Página:
Eu-bem-te-vi



Tempos atrás, em 2010, houve uma doação de mudas aqui onde moro, numa campanha de arborização. Ao buscar a minha muda, na sede do Condomínio, fiquei sabendo que quase todo mundo estava optando por pegar as mudas de ipês, sibipirunas, acácias, e flamboyants.

Aguardando a minha vez de ser atendido, desviei o olhar das mudas-vedetes e vi mais à frente, encostada num tronco de mangueira uma bela muda.

Perguntei ao moço que me atendia se ela houvera sido rejeitada, ou se estava esperando alguém que a reservara.

Ele disse que ninguém a quis, de todos que foram buscar mudas, e resolveu tirá-la do lote.

Gastava um tempão explicando sobre ela, tentando convencer os pretendentes, mas era em vão. Então desistira.

Falou-me que os espinhos no seu tronco afastam os “clientes”, apesar de suas belas flores rosáceas e da sua sombra frondosa. Falou quem em 20 anos aqueles espinhos do tronco caem, e ela pode até ser abraçada que não machucará ninguém. Disse-me ainda que ela alimentasse com suas flores muitas abelhas e pássaros como bem-te-vis e beija-flores.

Tudo a ver com seu nome. Pensei comigo que aquela muda seria minha.

Embora eu nem bem-tivesse-a-visto, já pressentia que um dia beijaria-suas-flores.

Perguntei seu nome e ele disse: paineira-rosa.

Apaixonei mais ainda, que nome doce!

Dados registrados:

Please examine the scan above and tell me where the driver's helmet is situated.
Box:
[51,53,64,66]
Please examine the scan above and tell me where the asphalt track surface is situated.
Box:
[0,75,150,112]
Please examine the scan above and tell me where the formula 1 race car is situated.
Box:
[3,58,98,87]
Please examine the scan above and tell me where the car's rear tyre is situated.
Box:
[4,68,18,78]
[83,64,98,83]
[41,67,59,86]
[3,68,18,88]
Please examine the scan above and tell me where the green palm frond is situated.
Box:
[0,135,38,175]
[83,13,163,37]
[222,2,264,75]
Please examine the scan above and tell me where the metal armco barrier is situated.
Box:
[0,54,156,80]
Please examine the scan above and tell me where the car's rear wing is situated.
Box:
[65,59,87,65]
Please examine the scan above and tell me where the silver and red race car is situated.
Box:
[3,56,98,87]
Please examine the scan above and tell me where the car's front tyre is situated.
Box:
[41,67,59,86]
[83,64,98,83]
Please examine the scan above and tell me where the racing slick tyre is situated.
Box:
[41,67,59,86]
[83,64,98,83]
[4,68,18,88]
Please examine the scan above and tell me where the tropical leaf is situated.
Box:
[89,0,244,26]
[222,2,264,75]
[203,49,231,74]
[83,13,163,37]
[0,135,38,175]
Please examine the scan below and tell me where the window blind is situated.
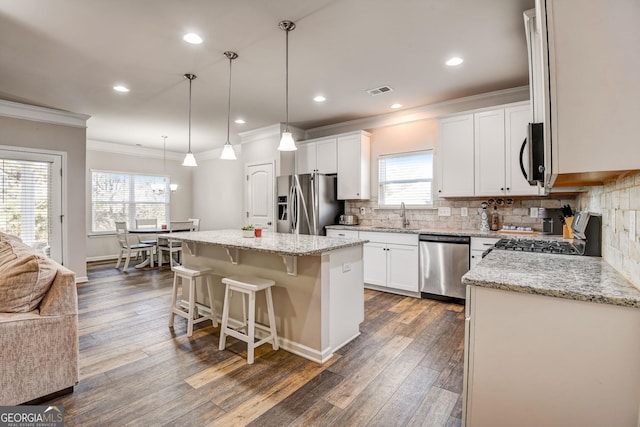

Exercício: Extraia do texto sobre a paineira-rosa o trecho que começa em "Aguardando a minha" e termina em "tirá-la do lote.", sem mudar nenhuma palavra. As linhas não têm nada a ver com o texto sobre a paineira-rosa.

Resposta esperada:
Aguardando a minha vez de ser atendido, desviei o olhar das mudas-vedetes e vi mais à frente, encostada num tronco de mangueira uma bela muda.

Perguntei ao moço que me atendia se ela houvera sido rejeitada, ou se estava esperando alguém que a reservara.

Ele disse que ninguém a quis, de todos que foram buscar mudas, e resolveu tirá-la do lote.